【Day 32】Scrapy 爬取 iT 邦幫忙的回文

第 11 屆 iThome 鐵人賽

AI & Data

爬蟲在手、資料我有 - 30 天 Scrapy 爬蟲實戰系列第 33 篇

11th鐵人賽 python crawler 爬蟲 scrapy

Rex Chien

2019-10-22 17:35:12

3541 瀏覽

分享至

在 Day 13 的內容中，我們有把回文都爬回來，今天會把相關的邏輯都移植到 Scrapy，同時整理一下目前的程式碼。相關的程式碼都放在 gist 上了，接下來會分別做說明。

Items

IthomeArticleItem 類別中加了一個 _id 欄位來使用 MongoDB 新增資料後產生的識別值。

另外新增了一個 IthomeReplyItem 類別，用來儲存回文資料。

class IthomeReplyItem(scrapy.Item):
    _id = scrapy.Field()
    article_id = scrapy.Field()
    author = scrapy.Field()
    publish_time = scrapy.Field()
    content = scrapy.Field()

之前回文都是用 response 表示，為了避免跟 Scrapy 的回應物件搞混，這邊都改用 reply。

Pipelines

新增了一個 AbstractMongoPipeline 類別，把啟動與關閉 MongoDB 連線的邏輯都抽取出來，讓其他要使用 MongoDB 的 Pipelines 元件繼承，各元件只需要定義對應的 collection_name 即可。

import pymongo

class AbstractMongoPipeline(object):
    collection_name = None

    def __init__(self, mongo_uri, mongo_db):
        self.mongo_uri = mongo_uri
        self.mongo_db = mongo_db
        self.client = pymongo.MongoClient(self.mongo_uri)
        self.db = self.client[self.mongo_db]
        self.collection = self.db[self.collection_name]

    @classmethod
    def from_crawler(cls, crawler):
        return cls(
            mongo_uri=crawler.settings.get('MONGO_URI'),
            mongo_db=crawler.settings.get('MONGO_DATABASE')
        )

    def close_spider(self, spider):
        self.client.close()

實作處理原文和回文的元件可以分別參考 gist 中的原始碼：原文元件、回文元件。

要特別注意，在同一個專案中如果有不同 Pipelines 元件分別處理不同的 Items，要額外判斷收到的是不是預期要處理的類別，如果不是就要直接回傳交給後面的元件處理。

練習題組:
A – 請回傳這篇關於 Scrapy 爬取回文的文章中，從「11th鐵人賽 python crawler」一路到「Scrapy，同時整理一下目前的程式碼。相關的程式碼都放在 gist 上了，接下來會分別做說明。」的全部文字。
B – 請根據這篇關於 Scrapy 爬取回文的文章回答下列問題：
(i) IthomeArticleItem 類別中加了哪一個欄位？
(ii) 為了避免跟 Scrapy 的回應物件搞混，回文改用哪個名稱表示？
(iii) 繼承 AbstractMongoPipeline 的各個元件只需要定義什麼？
C – 請接在這篇關於 Scrapy 爬取回文的文章最後一句之後續寫下去。

資料列:

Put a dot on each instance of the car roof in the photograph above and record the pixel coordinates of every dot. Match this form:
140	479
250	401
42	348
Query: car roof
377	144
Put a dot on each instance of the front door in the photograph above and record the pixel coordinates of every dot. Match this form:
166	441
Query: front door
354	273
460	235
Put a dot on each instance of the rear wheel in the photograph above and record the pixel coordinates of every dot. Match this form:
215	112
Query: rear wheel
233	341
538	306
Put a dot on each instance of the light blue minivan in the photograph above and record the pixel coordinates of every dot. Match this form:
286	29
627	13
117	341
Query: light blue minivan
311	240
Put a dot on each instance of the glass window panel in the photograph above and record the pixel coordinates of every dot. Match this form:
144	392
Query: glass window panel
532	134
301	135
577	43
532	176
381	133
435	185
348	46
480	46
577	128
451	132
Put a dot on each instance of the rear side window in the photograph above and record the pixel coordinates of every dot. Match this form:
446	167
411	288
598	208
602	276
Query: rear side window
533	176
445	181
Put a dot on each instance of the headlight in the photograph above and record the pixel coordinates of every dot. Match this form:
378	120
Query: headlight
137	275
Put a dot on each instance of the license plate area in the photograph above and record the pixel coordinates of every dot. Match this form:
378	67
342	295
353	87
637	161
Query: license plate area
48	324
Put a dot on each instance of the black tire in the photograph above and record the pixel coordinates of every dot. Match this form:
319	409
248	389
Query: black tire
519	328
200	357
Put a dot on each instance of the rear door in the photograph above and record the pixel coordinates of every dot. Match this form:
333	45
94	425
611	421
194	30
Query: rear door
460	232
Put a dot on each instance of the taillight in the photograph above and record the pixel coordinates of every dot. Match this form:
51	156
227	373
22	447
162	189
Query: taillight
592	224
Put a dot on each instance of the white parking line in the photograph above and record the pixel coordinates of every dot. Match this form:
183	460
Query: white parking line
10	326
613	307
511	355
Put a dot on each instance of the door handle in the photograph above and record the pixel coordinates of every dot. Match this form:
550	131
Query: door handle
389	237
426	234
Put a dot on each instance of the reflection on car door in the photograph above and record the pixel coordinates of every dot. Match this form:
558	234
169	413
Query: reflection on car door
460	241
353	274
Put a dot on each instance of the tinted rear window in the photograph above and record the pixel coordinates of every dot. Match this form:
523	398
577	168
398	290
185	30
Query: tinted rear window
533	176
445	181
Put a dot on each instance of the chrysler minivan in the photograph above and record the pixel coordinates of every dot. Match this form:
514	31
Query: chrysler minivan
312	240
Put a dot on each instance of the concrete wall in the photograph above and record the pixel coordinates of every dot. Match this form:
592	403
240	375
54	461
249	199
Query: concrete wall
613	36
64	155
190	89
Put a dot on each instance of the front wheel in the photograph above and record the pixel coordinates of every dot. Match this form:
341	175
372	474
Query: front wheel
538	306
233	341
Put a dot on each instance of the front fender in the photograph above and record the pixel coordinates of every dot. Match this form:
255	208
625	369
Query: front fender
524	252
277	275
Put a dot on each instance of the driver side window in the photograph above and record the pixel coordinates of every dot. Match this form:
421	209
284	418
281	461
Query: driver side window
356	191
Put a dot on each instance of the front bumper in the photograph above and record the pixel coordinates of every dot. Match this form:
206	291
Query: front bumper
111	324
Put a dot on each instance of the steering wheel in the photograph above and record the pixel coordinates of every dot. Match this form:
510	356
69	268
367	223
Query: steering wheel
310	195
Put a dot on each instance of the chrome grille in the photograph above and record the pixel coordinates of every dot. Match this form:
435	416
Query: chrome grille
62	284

逐題解答:
A –
11th鐵人賽 python crawler 爬蟲 scrapy

Rex Chien

2019-10-22 17:35:12

3541 瀏覽

分享至

在 Day 13 的內容中，我們有把回文都爬回來，今天會把相關的邏輯都移植到 Scrapy，同時整理一下目前的程式碼。相關的程式碼都放在 gist 上了，接下來會分別做說明。

B –
(i) _id 欄位
(ii) reply
(iii) 對應的 collection_name

C –
def process_item(self, item, spider):
    # 只有在收到原文的 Item 時才處理
    if type(item) is items.IthomeArticleItem:

最後要記得把元件加到執行序列中：

ITEM_PIPELINES = {
    'ithome_crawlers.pipelines.IthomeCrawlersPipeline': 300,
    'ithome_crawlers.pipelines.IthomeArticlePipeline': 400,
    'ithome_crawlers.pipelines.IthomeReplyPipeline': 410,
}

Spider

最後在爬蟲中加入 parse_reply(self, response, article_id) 方法，用來剖析回文資料。在處理原文方法的結尾處呼叫剖析回文的方法。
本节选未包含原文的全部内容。